*** Rows ***

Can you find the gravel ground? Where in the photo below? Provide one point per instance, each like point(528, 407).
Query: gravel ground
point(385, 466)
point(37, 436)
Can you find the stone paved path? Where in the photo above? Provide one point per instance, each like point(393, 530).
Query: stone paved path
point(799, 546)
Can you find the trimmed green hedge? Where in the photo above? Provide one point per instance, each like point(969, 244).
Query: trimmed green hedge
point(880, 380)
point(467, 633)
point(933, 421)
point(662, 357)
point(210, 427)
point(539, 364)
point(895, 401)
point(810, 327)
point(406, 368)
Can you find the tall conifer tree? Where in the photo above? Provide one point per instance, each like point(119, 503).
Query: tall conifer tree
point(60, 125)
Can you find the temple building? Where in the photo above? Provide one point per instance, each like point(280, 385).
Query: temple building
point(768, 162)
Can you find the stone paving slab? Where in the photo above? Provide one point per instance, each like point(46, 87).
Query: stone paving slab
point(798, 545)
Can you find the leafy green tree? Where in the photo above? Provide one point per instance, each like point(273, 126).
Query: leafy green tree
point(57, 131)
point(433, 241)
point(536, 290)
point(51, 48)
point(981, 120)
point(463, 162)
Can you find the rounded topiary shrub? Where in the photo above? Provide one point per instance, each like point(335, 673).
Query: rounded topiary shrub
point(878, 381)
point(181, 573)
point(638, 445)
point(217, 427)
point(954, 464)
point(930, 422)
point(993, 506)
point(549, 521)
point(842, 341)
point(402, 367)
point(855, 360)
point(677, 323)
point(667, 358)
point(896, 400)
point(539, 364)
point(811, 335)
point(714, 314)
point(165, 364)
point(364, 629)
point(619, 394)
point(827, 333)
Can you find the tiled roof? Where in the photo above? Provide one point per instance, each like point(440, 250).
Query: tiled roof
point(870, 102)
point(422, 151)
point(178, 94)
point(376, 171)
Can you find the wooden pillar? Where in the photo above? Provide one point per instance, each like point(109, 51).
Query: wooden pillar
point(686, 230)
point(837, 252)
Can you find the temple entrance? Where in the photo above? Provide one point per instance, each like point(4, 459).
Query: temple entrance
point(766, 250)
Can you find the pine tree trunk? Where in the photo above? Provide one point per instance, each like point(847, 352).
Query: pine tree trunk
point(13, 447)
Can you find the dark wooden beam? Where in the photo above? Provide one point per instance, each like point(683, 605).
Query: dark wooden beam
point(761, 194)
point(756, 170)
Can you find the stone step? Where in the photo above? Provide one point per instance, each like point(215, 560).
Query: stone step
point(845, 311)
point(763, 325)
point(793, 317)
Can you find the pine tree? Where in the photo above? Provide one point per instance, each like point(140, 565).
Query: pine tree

***

What is expected: Reproduce the data above with every "temple" changed to "shrine" and nothing else altered.

The completed task:
Can you find the gravel ground? Where in the photo below? Provide one point per instance, each like point(528, 407).
Query: gravel ground
point(385, 466)
point(37, 436)
Can you find the stone paved path? Where in the photo above? Provide one point per instance, each like point(393, 530).
Query: stone paved path
point(799, 546)
Can you find the trimmed green hedge? Where in the photo above? Provide one point per instance, each like point(969, 244).
Query: trimmed green hedge
point(880, 380)
point(467, 633)
point(933, 421)
point(662, 357)
point(210, 427)
point(539, 364)
point(895, 401)
point(810, 327)
point(406, 368)
Can you find the tall conifer tree? Where in the photo above? Provide one point per instance, each like point(119, 503).
Query: tall conifer tree
point(60, 125)
Can you find the shrine building? Where in the photo above? Provide one point per instance, each like point(280, 385).
Query: shrine building
point(768, 162)
Can you find the stone paving slab? Where in the photo above? Provide one point per instance, each like point(46, 87).
Query: stone paving slab
point(798, 545)
Can you find the leafy green tree? Where in the photo above? Provide one point per instance, each like point(273, 126).
Query: leafy green tree
point(57, 131)
point(433, 241)
point(536, 290)
point(51, 48)
point(981, 120)
point(463, 162)
Can you find the rounded topiary shrub? Where in the photo above? Provide one point per instance, each like point(335, 673).
Query: rounded topiary shrub
point(878, 381)
point(181, 573)
point(638, 445)
point(217, 427)
point(954, 464)
point(930, 422)
point(993, 506)
point(549, 521)
point(842, 341)
point(402, 367)
point(855, 360)
point(677, 323)
point(667, 358)
point(896, 400)
point(539, 364)
point(811, 335)
point(714, 314)
point(165, 364)
point(364, 629)
point(619, 394)
point(827, 333)
Can you find the tiled roof? Where in the photo above? Provide one point per instance, each like point(440, 250).
Query: tiled roof
point(870, 102)
point(422, 151)
point(178, 94)
point(376, 171)
Can you find the wooden pillar? Where in the photo above? Provide one point per instance, each like point(109, 51).
Query: wooden pillar
point(686, 230)
point(837, 252)
Can you find the shrine entrance? Where in the photo above? Provide one point per instance, each like point(4, 459).
Query: shrine entrance
point(766, 250)
Can you find the pine tree trunk? Where in the photo above? Provide one point per instance, each like point(847, 352).
Query: pine tree trunk
point(13, 447)
Can you find the dark wooden beam? Where in the photo above? Provide one point per instance, each like point(683, 605).
Query: dark wooden beam
point(761, 194)
point(756, 170)
Can you find the stone step? Where in the photo above? Provide one point per instance, each like point(215, 560).
Query: stone step
point(845, 311)
point(763, 325)
point(793, 317)
Can you find the pine tree? Where in the photo above? Provide one point per instance, each like point(140, 565).
Query: pine tree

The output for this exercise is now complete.